### Tekst do czytania

Apple Facebook Google Microsoft badania bezpieczeństwo patronat DI prawa autorskie serwisy społecznościowe smartfony

UKE: 67 zamiast 804 mln zł dla Telekomunikacji Polskiej

25-05-2011, 07:02

Zaledwie 8,3 proc. wnioskowanych kwot otrzyma Telekomunikacja Polska z tytułu świadczenia usługi powszechnej. Urząd Komunikacji Elektronicznej uznał, że operator nie spełnił kryterium dostępności i jakości, przez co nie wywiązał się ze swoich ustawowych obowiązków.

Urząd Komunikacji Elektronicznej wydał wczoraj pięć postanowień dotyczących wniosków Telekomunikacji Polskiej o przyznanie jej dopłat za świadczenie usług powszechnych za lata 2006-2009. Narodowy operator domagał się odpowiednio:

  • 139.933.596,51 zł za okres od 8 maja do 31 grudnia 2006 roku,
  • 219.189.611,75 zł za rok 2007,
  • 208.363.479,65 zł za rok 2008,
  • 236.166.485,33 zł za rok 2009.

Łącznie więc Telekomunikacja Polska oszacowała straty z tytułu świadczenia tych usług na kwotę blisko 804 mln zł. Prezes UKE nie była jednak tak hojna dla firmy. Uznała ona, że TP należy się dopłata za świadczenie udogodnień dla osób niepełnosprawnych z wyłączeniem aparatów publicznych przystosowanych do ich potrzeb, a także za aparaty samoinkasujące, ale tylko za rok 2009.

I tak, telekom otrzymać ma z tytułu udogodnień dla osób niepełnosprawnych:

  • 744.838,18 zł za rok 2006,
  • 1.269.111,00 zł za rok 2007,
  • 1.829.836,00 zł za rok 2008 oraz
  • 1.826.517,00 zł za rok 2009.

Z kolei dopłata za utrzymanie publicznych aparatów telefonicznych przyznana została w kwocie 61.324.043,64 zł.

######
### Wybrane rekordy

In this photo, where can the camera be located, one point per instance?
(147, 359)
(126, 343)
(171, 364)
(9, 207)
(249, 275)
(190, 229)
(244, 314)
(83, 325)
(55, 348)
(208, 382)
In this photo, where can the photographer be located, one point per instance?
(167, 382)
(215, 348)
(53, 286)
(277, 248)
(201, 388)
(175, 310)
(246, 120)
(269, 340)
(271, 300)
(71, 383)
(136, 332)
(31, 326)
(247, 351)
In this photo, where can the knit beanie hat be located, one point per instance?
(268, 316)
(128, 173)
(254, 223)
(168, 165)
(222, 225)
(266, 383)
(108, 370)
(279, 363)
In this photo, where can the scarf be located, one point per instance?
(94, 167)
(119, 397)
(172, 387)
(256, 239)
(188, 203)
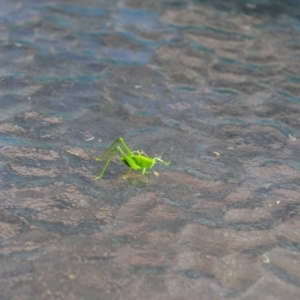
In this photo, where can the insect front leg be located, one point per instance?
(129, 152)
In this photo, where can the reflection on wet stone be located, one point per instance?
(212, 87)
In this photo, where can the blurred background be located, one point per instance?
(212, 86)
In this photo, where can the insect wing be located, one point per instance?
(144, 161)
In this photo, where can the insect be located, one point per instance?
(136, 160)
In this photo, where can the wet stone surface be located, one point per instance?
(211, 87)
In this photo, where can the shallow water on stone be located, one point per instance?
(212, 87)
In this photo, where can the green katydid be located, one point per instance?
(136, 160)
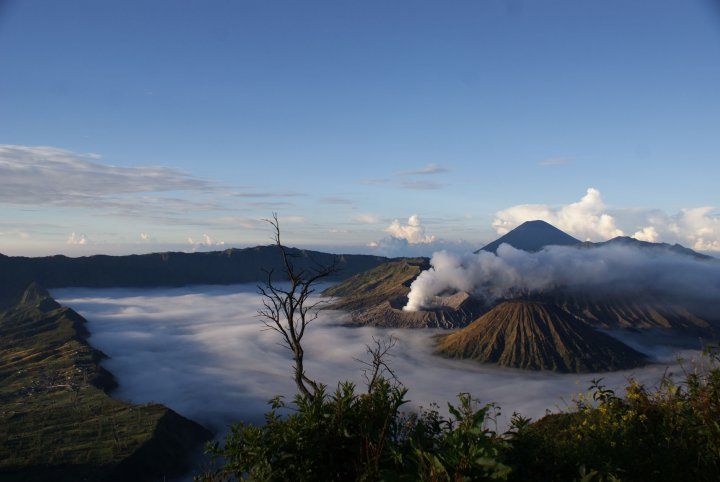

######

- _Twoje polecenie_: Przepisz fragment artykułu od słów „Apple Facebook Google” do słów „236.166.485,33 zł za rok 2009.”, zamieniając „Narodowy operator” na „Krajowy operator”.

- _Odpowiedź na zadanie_:
Apple Facebook Google Microsoft badania bezpieczeństwo patronat DI prawa autorskie serwisy społecznościowe smartfony

UKE: 67 zamiast 804 mln zł dla Telekomunikacji Polskiej

25-05-2011, 07:02

Zaledwie 8,3 proc. wnioskowanych kwot otrzyma Telekomunikacja Polska z tytułu świadczenia usługi powszechnej. Urząd Komunikacji Elektronicznej uznał, że operator nie spełnił kryterium dostępności i jakości, przez co nie wywiązał się ze swoich ustawowych obowiązków.

Urząd Komunikacji Elektronicznej wydał wczoraj pięć postanowień dotyczących wniosków Telekomunikacji Polskiej o przyznanie jej dopłat za świadczenie usług powszechnych za lata 2006-2009. Krajowy operator domagał się odpowiednio:

  • 139.933.596,51 zł za okres od 8 maja do 31 grudnia 2006 roku,
  • 219.189.611,75 zł za rok 2007,
  • 208.363.479,65 zł za rok 2008,
  • 236.166.485,33 zł za rok 2009.